* Start Data supplied *

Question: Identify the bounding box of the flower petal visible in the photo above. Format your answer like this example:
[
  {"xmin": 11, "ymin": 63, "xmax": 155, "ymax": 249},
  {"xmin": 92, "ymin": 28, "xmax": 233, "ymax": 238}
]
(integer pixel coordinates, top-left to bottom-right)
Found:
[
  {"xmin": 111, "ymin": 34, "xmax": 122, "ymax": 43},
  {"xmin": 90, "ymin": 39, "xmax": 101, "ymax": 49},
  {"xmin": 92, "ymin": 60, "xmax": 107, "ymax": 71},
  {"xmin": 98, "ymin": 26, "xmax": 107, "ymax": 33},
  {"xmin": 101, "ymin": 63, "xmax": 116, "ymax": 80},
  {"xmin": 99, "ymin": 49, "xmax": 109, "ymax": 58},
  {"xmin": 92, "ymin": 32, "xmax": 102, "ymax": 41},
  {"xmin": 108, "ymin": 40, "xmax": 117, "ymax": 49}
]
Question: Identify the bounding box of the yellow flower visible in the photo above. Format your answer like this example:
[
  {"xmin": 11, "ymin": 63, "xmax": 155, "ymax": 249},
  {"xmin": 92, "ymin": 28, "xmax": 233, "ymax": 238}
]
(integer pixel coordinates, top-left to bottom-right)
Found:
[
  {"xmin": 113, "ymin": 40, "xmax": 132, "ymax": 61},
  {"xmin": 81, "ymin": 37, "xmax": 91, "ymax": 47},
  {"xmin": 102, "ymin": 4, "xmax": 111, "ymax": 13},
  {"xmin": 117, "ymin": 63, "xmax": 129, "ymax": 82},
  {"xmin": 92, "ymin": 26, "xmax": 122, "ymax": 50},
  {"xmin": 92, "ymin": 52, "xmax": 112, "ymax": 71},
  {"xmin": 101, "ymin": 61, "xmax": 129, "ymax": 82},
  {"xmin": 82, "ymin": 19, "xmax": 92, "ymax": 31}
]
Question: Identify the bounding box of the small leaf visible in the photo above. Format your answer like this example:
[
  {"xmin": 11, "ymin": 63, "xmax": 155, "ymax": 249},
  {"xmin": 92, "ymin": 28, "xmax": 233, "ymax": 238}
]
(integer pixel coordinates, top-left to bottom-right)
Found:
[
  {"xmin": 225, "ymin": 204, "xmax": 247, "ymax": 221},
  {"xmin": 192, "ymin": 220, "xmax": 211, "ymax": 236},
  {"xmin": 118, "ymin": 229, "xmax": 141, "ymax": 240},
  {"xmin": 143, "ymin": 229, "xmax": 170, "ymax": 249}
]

* End Data supplied *

#### Exercise task
Retype all of the material above line for line, changing no character.

#### Expected answer
Question: Identify the bounding box of the flower petal visible in the photo above. Format your answer like this example:
[
  {"xmin": 11, "ymin": 63, "xmax": 155, "ymax": 249},
  {"xmin": 92, "ymin": 28, "xmax": 233, "ymax": 238}
]
(integer pixel coordinates, top-left to bottom-right)
Found:
[
  {"xmin": 111, "ymin": 34, "xmax": 122, "ymax": 43},
  {"xmin": 90, "ymin": 39, "xmax": 101, "ymax": 49},
  {"xmin": 92, "ymin": 60, "xmax": 107, "ymax": 71},
  {"xmin": 98, "ymin": 26, "xmax": 107, "ymax": 33},
  {"xmin": 101, "ymin": 63, "xmax": 116, "ymax": 80},
  {"xmin": 99, "ymin": 49, "xmax": 109, "ymax": 58},
  {"xmin": 92, "ymin": 32, "xmax": 102, "ymax": 41},
  {"xmin": 108, "ymin": 40, "xmax": 117, "ymax": 49}
]
Question: Identify the bounding box of the yellow flower visible in the photo above. Format your answer like this example:
[
  {"xmin": 11, "ymin": 63, "xmax": 155, "ymax": 249},
  {"xmin": 92, "ymin": 28, "xmax": 233, "ymax": 238}
]
(integer pixel coordinates, top-left to bottom-right)
Found:
[
  {"xmin": 113, "ymin": 40, "xmax": 132, "ymax": 61},
  {"xmin": 81, "ymin": 37, "xmax": 91, "ymax": 47},
  {"xmin": 102, "ymin": 4, "xmax": 111, "ymax": 13},
  {"xmin": 117, "ymin": 63, "xmax": 129, "ymax": 82},
  {"xmin": 92, "ymin": 26, "xmax": 122, "ymax": 50},
  {"xmin": 92, "ymin": 52, "xmax": 112, "ymax": 71},
  {"xmin": 101, "ymin": 61, "xmax": 129, "ymax": 82},
  {"xmin": 82, "ymin": 19, "xmax": 92, "ymax": 31}
]
Question: Identify the bounding box of the small leaf visible in the photo above. Format your answer like this example:
[
  {"xmin": 11, "ymin": 63, "xmax": 155, "ymax": 249},
  {"xmin": 92, "ymin": 28, "xmax": 233, "ymax": 238}
]
(integer pixel coordinates, top-left to bottom-right)
Found:
[
  {"xmin": 225, "ymin": 204, "xmax": 247, "ymax": 221},
  {"xmin": 192, "ymin": 220, "xmax": 211, "ymax": 236},
  {"xmin": 118, "ymin": 229, "xmax": 141, "ymax": 240},
  {"xmin": 143, "ymin": 229, "xmax": 170, "ymax": 249}
]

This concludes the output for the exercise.